╔══
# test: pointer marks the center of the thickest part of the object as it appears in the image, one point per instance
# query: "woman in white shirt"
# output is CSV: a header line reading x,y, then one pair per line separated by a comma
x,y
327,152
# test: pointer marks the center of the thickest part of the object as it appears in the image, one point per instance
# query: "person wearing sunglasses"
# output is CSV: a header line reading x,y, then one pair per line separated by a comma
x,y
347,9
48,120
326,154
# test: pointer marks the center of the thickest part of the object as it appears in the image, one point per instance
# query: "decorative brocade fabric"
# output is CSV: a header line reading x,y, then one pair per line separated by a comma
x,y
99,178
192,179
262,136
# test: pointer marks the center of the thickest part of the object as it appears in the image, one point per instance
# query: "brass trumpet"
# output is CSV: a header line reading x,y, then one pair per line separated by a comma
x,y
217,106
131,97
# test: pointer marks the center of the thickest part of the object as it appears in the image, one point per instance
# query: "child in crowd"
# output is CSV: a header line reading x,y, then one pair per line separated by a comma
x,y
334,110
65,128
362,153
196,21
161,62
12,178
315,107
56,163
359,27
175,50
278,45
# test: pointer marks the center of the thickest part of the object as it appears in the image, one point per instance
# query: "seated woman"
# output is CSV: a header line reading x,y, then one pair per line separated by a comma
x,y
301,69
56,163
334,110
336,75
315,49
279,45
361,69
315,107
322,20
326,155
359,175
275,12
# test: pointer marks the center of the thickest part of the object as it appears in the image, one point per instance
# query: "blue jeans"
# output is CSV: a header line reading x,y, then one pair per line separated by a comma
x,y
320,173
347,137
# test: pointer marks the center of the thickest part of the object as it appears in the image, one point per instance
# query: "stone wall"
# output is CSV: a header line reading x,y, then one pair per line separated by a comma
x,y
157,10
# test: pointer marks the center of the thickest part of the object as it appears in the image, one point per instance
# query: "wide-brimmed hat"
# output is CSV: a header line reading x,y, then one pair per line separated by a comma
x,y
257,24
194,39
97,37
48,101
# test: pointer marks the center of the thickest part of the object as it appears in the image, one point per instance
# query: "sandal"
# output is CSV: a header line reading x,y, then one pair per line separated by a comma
╚══
YOUR GOAL: Scan the records above for the string "query", then select every line that holds it.

THE COMPLETED TASK:
# query: "woman in white shirt"
# query: "person wearing sunglasses"
# query: "decorative brocade fabric"
# query: "brass trumpet"
# query: "child in crowd"
# query: "seated woman"
# query: "blue jeans"
# query: "stone wall"
# query: "wide-brimmed hat"
# query: "sandal"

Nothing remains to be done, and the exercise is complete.